Word for word, restate the lines from the one holding "Could you please indicate the bicycle fork" through the end of the data below, including both endpoints and nothing more.

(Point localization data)
--- START ---
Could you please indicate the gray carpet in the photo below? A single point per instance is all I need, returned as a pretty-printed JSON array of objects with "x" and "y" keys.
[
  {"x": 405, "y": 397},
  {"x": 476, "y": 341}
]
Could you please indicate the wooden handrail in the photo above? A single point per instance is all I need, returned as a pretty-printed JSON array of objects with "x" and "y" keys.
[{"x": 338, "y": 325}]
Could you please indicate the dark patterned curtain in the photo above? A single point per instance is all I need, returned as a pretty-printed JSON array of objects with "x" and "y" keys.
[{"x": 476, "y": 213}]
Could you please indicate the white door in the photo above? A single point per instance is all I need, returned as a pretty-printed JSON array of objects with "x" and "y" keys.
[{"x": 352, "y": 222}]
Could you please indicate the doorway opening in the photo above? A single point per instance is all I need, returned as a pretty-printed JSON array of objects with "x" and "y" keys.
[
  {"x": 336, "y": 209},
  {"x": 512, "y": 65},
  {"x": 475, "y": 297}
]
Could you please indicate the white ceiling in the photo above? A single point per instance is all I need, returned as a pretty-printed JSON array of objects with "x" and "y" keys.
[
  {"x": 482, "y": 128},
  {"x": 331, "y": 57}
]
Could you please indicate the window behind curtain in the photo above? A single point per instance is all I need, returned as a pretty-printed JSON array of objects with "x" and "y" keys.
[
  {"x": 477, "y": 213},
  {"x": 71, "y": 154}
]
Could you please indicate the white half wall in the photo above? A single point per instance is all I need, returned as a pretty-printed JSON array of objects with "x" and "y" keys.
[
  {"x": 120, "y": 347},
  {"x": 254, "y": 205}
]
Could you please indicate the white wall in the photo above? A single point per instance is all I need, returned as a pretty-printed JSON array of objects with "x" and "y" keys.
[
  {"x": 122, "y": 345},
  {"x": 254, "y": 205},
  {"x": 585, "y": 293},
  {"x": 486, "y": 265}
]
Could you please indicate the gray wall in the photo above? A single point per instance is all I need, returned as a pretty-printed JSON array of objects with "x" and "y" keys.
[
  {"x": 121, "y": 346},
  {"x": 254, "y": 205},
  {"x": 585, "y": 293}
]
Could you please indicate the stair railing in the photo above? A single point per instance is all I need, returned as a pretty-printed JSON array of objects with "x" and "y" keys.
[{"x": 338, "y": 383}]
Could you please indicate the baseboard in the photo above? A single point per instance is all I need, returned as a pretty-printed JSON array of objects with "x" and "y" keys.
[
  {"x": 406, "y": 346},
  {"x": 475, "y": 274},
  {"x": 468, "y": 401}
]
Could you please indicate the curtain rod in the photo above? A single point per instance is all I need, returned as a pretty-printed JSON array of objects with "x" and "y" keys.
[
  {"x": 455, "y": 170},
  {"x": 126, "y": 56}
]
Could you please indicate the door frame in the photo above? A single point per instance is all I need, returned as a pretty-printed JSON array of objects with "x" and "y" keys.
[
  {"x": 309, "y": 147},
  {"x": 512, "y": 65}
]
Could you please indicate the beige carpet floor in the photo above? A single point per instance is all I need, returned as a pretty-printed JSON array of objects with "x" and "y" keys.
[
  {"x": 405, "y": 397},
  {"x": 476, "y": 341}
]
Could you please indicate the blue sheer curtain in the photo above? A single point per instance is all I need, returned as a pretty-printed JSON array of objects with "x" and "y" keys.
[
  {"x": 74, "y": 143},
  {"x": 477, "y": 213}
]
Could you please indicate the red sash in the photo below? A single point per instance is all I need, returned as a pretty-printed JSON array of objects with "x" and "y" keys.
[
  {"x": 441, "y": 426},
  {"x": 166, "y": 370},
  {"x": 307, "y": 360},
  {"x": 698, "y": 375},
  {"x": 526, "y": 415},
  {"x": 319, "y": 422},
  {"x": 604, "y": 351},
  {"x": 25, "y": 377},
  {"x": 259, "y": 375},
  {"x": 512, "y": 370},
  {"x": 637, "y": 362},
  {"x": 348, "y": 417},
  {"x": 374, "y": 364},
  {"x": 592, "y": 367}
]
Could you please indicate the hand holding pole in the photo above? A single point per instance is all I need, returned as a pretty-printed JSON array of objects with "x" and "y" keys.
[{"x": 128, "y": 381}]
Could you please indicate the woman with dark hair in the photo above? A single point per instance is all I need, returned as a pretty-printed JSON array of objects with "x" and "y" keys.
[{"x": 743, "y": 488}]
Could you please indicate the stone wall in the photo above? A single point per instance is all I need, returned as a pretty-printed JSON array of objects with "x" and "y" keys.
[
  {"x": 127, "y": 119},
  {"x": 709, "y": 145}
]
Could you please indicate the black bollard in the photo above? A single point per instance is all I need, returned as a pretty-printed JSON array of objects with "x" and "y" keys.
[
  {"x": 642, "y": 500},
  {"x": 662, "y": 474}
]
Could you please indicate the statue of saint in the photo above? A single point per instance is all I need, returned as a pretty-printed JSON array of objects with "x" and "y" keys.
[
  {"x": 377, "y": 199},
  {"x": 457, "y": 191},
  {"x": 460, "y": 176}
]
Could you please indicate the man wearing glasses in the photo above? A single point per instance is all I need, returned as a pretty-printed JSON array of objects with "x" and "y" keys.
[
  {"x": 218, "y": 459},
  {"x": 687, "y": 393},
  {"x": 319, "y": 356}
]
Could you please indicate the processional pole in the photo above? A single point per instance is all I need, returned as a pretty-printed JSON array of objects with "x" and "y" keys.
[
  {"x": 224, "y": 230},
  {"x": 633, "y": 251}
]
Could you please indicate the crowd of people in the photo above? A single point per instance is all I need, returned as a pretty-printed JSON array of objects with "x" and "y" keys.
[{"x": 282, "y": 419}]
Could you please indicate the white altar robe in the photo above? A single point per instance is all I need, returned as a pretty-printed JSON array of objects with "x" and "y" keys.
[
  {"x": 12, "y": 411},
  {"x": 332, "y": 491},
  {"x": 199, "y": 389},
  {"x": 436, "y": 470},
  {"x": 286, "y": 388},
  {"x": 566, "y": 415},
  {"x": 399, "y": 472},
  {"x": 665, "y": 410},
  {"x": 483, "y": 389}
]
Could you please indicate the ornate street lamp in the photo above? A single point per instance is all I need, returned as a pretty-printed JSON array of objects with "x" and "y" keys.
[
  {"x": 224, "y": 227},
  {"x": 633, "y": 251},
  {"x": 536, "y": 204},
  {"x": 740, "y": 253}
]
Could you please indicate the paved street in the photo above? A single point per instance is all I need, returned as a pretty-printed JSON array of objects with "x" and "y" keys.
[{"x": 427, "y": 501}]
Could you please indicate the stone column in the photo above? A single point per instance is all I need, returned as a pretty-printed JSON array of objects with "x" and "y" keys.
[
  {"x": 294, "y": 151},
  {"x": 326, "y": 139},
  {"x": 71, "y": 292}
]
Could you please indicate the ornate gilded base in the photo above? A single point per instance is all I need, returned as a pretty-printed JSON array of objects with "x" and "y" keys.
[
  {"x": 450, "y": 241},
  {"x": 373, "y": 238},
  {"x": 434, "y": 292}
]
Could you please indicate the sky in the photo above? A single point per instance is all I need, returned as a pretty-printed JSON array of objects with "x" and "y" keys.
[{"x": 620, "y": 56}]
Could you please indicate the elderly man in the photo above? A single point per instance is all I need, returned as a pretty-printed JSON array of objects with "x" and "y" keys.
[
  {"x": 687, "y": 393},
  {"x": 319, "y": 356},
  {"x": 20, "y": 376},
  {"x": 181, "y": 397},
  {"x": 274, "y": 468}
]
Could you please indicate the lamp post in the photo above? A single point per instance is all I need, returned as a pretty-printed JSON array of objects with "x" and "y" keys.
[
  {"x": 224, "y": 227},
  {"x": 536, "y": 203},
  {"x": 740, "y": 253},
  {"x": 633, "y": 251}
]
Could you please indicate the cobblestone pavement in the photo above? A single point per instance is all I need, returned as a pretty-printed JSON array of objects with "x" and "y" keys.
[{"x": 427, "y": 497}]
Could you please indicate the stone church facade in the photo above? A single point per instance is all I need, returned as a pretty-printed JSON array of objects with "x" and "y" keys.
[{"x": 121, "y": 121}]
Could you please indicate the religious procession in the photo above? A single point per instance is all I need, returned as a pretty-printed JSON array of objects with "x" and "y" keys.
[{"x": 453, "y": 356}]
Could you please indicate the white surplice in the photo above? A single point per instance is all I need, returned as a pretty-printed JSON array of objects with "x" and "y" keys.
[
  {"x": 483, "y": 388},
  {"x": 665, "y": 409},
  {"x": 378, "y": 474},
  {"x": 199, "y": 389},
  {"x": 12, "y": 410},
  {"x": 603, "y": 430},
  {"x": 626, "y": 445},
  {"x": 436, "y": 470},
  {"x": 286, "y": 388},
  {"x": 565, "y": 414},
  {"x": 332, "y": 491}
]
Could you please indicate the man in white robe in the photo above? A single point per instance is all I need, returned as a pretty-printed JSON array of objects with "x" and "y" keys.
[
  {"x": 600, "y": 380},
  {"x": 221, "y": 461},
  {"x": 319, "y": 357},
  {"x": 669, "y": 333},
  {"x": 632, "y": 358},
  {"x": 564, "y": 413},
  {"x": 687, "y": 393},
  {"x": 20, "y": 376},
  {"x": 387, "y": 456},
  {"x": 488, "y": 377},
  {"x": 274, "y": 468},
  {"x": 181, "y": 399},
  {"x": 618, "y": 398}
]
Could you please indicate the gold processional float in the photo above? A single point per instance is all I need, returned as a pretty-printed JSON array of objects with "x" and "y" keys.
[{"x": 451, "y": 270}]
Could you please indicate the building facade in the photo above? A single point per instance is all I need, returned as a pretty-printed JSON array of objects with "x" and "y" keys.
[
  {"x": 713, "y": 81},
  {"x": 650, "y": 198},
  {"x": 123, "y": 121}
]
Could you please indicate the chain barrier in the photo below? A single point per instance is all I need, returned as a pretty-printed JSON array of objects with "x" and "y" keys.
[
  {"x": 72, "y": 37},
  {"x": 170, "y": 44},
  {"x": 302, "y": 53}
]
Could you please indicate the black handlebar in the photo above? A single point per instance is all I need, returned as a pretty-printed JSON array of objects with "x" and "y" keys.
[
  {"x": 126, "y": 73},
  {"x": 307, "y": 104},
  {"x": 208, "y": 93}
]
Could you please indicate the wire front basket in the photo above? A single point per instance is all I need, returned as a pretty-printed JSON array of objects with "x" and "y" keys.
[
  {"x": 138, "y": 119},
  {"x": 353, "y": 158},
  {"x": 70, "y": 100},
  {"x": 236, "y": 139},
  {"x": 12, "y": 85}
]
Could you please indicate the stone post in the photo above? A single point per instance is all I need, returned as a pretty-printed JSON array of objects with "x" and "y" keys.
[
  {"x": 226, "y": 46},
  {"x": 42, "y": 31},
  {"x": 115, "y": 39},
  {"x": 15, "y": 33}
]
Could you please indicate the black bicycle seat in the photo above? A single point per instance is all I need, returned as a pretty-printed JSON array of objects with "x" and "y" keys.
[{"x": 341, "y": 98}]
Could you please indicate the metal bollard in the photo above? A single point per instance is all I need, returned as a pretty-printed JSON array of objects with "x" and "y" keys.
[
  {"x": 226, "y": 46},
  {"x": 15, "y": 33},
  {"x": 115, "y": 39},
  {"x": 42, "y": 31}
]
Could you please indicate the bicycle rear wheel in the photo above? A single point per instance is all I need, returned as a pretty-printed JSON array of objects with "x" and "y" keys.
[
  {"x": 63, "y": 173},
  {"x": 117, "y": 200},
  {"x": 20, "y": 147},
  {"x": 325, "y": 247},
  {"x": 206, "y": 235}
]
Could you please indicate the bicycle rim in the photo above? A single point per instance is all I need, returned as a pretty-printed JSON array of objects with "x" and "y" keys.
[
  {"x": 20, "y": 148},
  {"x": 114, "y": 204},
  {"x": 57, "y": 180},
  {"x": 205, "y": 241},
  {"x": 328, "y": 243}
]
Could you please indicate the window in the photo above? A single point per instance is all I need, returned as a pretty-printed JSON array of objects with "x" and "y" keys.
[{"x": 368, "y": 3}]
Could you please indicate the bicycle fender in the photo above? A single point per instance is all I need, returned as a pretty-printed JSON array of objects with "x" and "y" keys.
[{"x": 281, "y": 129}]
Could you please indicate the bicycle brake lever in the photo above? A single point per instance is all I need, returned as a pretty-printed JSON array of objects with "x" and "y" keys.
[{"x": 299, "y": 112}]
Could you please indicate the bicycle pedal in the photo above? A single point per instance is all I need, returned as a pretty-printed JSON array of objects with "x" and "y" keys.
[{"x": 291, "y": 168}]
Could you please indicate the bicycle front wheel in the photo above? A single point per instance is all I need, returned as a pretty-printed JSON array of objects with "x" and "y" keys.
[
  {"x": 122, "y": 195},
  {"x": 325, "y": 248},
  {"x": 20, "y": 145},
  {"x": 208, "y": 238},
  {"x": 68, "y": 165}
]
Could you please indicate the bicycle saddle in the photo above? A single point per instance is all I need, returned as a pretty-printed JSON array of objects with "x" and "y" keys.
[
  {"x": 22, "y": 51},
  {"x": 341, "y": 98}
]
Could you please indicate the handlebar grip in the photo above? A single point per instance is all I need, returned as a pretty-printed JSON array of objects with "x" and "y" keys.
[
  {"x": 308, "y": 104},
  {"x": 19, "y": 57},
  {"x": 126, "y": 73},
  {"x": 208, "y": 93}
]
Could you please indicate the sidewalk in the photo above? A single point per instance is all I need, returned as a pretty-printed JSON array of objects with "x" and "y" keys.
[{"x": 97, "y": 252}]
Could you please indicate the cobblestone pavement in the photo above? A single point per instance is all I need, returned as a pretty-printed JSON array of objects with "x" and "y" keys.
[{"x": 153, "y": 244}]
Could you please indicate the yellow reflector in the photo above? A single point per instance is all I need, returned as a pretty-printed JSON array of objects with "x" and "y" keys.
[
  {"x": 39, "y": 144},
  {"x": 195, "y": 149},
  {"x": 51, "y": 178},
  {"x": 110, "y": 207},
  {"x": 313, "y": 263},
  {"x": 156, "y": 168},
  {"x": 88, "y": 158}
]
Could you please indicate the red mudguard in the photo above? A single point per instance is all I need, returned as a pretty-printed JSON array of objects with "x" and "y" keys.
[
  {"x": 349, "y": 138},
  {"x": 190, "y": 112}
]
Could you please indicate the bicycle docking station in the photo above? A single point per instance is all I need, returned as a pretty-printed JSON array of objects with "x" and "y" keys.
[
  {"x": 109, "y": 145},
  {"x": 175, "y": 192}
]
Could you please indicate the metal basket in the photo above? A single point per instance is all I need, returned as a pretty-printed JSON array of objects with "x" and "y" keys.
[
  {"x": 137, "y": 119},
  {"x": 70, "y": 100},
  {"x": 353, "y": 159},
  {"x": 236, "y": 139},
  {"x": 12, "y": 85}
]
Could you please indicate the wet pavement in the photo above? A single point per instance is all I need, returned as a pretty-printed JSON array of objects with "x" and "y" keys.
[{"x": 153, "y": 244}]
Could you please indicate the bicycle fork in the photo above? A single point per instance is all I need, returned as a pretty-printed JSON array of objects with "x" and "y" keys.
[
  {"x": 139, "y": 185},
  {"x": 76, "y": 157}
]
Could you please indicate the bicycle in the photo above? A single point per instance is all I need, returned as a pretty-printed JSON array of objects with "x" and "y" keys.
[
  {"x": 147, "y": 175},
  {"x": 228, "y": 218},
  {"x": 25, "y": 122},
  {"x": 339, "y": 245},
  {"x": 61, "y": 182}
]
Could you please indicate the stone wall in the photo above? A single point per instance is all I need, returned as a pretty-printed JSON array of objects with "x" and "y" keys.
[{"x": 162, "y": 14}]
--- END ---
> SOLUTION TO THIS TASK
Could you please indicate the bicycle fork in the photo above? A single point per instance is all I need, returned as a pretty-printed JSON array of objects with "x" and "y" keys.
[
  {"x": 139, "y": 185},
  {"x": 76, "y": 157}
]
Could you please indicate the bicycle in the photo above? A single point per instance is all I need, returned as a pretty-printed JSON array of objects with "x" and "y" keys.
[
  {"x": 147, "y": 175},
  {"x": 228, "y": 218},
  {"x": 25, "y": 122},
  {"x": 339, "y": 245},
  {"x": 61, "y": 182}
]
Could you please indicate the stone wall in the photo above? A single point per instance is all I need, returned as a pretty-printed JSON array of objects with "x" and "y" keys.
[{"x": 162, "y": 14}]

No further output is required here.